** EXTRACT PROVIDED follows **
Transfer Learning (8): Multimodal Transfer
Derive contrastive learning (InfoNCE), CLIP's vision-language pretraining, BLIP's Q-Former bridge to LLMs, cross-modal alignment, and multimodal fusion strategies. Includes a from-scratch CLIP implementation in PyTorch.
How can a model classify an image of a Burmese cat correctly without ever having seen a label “Burmese cat”? Traditional supervised learning needs millions of labeled examples per class. CLIP, released by OpenAI in 2021, sidesteps that constraint entirely: it learns to put images and natural-language descriptions into the same vector space, and then “classification” reduces to picking which sentence — out of any candidate sentences you write down — sits closest to the image.
The trick is not architecture. The trick is supervision. CLIP scraped 400 million (image, alt-text) pairs from the web and trained a contrastive objective: for every image, its true caption should be more similar than the captions paired with the other images in the batch. That single constraint, applied at scale, is enough to align two modalities so well that downstream tasks — zero-shot classification, retrieval, captioning prompting — fall out almost for free.
This post derives the math behind that alignment, walks through CLIP and its successor BLIP-2, compares the three families of fusion strategies, and ends with a from-scratch CLIP implementation in PyTorch.
** End of EXTRACT PROVIDED **
DIRECTIONS:
a – In the multimodal transfer post, can you quote the passage that begins at the words "The trick is not" and stops after "with a from-scratch CLIP implementation in PyTorch.", copying it word for word?
b – Which topics does the summary line under the title of the multimodal transfer post say it derives?
c – Carry on the post about multimodal transfer and CLIP, picking up right after its final sentence.
** ENTRIES PROVIDED follows **
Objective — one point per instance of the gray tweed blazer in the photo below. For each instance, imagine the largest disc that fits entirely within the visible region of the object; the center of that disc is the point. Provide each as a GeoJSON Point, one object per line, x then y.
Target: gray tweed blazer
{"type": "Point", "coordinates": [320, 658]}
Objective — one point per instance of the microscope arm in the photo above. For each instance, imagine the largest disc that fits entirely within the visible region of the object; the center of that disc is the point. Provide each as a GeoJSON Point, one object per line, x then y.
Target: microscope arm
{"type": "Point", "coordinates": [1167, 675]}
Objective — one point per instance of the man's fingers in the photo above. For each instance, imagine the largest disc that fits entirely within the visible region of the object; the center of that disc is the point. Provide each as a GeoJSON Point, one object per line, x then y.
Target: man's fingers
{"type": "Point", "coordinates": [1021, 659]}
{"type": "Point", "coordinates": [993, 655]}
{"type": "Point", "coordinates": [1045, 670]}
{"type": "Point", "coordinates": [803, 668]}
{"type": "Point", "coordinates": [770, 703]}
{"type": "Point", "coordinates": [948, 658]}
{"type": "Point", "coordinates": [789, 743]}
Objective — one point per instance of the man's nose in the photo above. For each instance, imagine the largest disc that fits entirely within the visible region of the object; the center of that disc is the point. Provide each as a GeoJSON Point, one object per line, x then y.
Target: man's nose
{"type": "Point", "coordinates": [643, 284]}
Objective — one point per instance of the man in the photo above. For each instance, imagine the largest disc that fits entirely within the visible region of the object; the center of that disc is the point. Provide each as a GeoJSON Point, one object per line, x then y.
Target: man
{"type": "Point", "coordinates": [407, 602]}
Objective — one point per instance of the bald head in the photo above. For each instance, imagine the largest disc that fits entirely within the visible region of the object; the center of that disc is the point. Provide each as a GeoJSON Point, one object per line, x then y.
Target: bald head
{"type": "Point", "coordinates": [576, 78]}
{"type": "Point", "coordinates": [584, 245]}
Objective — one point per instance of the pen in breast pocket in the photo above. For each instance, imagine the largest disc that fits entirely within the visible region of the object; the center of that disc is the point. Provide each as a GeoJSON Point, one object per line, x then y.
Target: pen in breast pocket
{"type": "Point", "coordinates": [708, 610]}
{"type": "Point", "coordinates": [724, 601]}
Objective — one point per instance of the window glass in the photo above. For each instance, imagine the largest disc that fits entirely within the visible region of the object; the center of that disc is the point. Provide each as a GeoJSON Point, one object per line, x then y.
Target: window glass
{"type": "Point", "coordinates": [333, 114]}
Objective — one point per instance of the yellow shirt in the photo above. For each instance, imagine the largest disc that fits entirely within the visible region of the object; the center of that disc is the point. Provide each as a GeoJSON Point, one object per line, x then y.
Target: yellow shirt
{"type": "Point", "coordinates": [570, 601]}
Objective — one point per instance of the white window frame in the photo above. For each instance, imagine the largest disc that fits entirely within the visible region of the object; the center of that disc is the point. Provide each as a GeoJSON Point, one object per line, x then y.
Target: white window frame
** End of ENTRIES PROVIDED **
RESPONSES IN ORDER:
a –
The trick is not architecture. The trick is supervision. CLIP scraped 400 million (image, alt-text) pairs from the web and trained a contrastive objective: for every image, its true caption should be more similar than the captions paired with the other images in the batch. That single constraint, applied at scale, is enough to align two modalities so well that downstream tasks — zero-shot classification, retrieval, captioning prompting — fall out almost for free.
This post derives the math behind that alignment, walks through CLIP and its successor BLIP-2, compares the three families of fusion strategies, and ends with a from-scratch CLIP implementation in PyTorch.

b –
- Contrastive learning (InfoNCE)
- CLIP's vision-language pretraining
- BLIP's Q-Former bridge to LLMs
- Cross-modal alignment
- Multimodal fusion strategies

c –
What you will learn
- The InfoNCE loss as mutual-information maximization, and the role of temperature $\tau$
- CLIP’s dual-encoder design and zero-shot classification protocol
- BLIP / BLIP-2: the Q-Former bridge that connects a frozen ViT to a frozen LLM
- Cross-modal retrieval ($R@K$), captioning, VQA, and visual grounding
- Three fusion strategies: early, late, and cross-attention — when to use which
- A 100-line CLIP implementation that you can train
Prerequisites
- Neural network training in PyTorch
- Cosine similarity, softmax, cross-entropy
- Transfer learning fundamentals (Parts 1–6)
1. CLIP: a dual-encoder vision-language model
CLIP has only two moving parts: an image encoder $f_v$ (ViT or ResNet) and a text encoder $f_t$ (Transformer). Both project to a shared $d$-dimensional space and L2-normalize, so similarity is just a dot product on the unit hypersphere.

Two design choices carry almost all of CLIP’s power:
- No classification head. Output is an embedding vector, not a logit over a fixed label set. The model never commits to “1000 ImageNet classes”, so it is free to be applied to any concept that can be written as text.
- Symmetric contrastive loss. Image-to-text and text-to-image are trained simultaneously. The encoder doesn’t learn an asymmetric skill (e.g. “describe this image”); it learns a bidirectional alignment, which is exactly what zero-shot classification and retrieval both need.
Zero-shot classification protocol
Given an image and $K$ candidate classes:
- Wrap each class name in a prompt template:
"a photo of a {class}". - Encode the image once and all $K$ prompts once.
- Pick the class whose text embedding has the highest cosine similarity to the image embedding.
That’s it. No gradient descent on the target task, no labeled examples — just $K$ class names. CLIP achieves 76% top-1 on ImageNet this way, comparable to a fully supervised ResNet-50 trained on ImageNet’s 1.28M labels.
| Aspect | Supervised classifier | CLIP zero-shot |
|---|---|---|
| Labels needed | One per training image | None at deployment |
| Output space | Fixed $K$ classes | Any text |
| New class cost | Retrain or fine-tune | Add a new prompt |
| Web-scale data | Manually curated | Naturally exists |
2. Contrastive learning: the math behind alignment
For a batch of $B$ image-text pairs $\{(\mathbf{v}_i, \mathbf{t}_i)\}$, all $B \times B$ pairwise similarities form a matrix. The diagonal entries are positives (true pairs); the off-diagonal entries are negatives (mismatched pairs).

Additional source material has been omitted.